▸ EXERCISE
Copy out every line of the listing below, word for word, with nothing left out or changed.

◆ ◆ ◆

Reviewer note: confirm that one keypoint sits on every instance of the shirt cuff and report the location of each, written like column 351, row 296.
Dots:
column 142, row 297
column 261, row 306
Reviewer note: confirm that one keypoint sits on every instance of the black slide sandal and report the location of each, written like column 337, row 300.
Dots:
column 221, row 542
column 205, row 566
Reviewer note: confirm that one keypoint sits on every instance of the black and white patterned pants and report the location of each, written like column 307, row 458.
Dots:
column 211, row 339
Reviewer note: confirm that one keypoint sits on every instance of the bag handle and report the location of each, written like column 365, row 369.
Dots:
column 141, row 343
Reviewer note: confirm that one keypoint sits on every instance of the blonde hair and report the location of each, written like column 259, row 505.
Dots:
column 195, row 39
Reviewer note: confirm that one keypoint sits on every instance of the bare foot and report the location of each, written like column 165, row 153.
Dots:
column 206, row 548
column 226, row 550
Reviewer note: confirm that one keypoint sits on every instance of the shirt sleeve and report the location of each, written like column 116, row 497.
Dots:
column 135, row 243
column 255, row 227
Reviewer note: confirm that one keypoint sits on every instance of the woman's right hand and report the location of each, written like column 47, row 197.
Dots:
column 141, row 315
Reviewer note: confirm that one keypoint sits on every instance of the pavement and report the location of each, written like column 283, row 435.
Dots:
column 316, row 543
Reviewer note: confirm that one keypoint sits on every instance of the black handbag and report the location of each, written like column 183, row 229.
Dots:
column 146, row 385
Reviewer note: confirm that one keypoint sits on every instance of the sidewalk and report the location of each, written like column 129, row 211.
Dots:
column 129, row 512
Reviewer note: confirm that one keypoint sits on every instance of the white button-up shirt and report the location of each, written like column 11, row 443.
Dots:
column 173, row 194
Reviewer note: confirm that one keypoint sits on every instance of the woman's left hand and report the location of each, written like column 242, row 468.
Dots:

◆ ◆ ◆

▸ RESPONSE BELOW
Reviewer note: confirm that one keypoint sits on every instance of the shirt cuff and report the location of each, written like column 351, row 296.
Dots:
column 142, row 297
column 261, row 306
Reviewer note: confirm that one keypoint sits on every instance of the black slide sandal and report the location of each, written like column 337, row 300.
Dots:
column 221, row 542
column 205, row 566
Reviewer note: confirm that one keypoint sits on every instance of the black and white patterned pants and report the location of each, written like column 307, row 458.
Dots:
column 211, row 339
Reviewer note: confirm that one keypoint sits on every instance of the bag handle and report the location of each, written like column 365, row 369.
Dots:
column 141, row 343
Reviewer note: confirm that one keypoint sits on every instance of the blonde hair and report the location of each, written like column 259, row 505.
Dots:
column 195, row 39
Reviewer note: confirm that one keypoint sits on every instance of the bare foot and report the location of each, written like column 165, row 153.
Dots:
column 206, row 548
column 226, row 550
Reviewer note: confirm that one keypoint sits on every instance of the shirt sleeve and report the location of each, written like column 116, row 497.
Dots:
column 135, row 243
column 255, row 227
Reviewer note: confirm that one keypoint sits on every instance of the woman's right hand and report the location of each, written like column 47, row 197.
Dots:
column 141, row 315
Reviewer note: confirm that one keypoint sits on every instance of the pavement and report the location of each, written like column 283, row 435.
Dots:
column 316, row 543
Reviewer note: confirm that one keypoint sits on every instance of the black handbag and report the location of each, written like column 183, row 229.
Dots:
column 146, row 385
Reviewer note: confirm that one keypoint sits on every instance of the sidewalk and report the location of each, written like column 129, row 211.
Dots:
column 129, row 512
Reviewer note: confirm that one keypoint sits on every instance of the white button-up shirt and report the location of each, written like column 11, row 443.
Dots:
column 173, row 194
Reviewer note: confirm that one keypoint sits on every instance of the woman's left hand and report the location of each, written like column 242, row 468.
Dots:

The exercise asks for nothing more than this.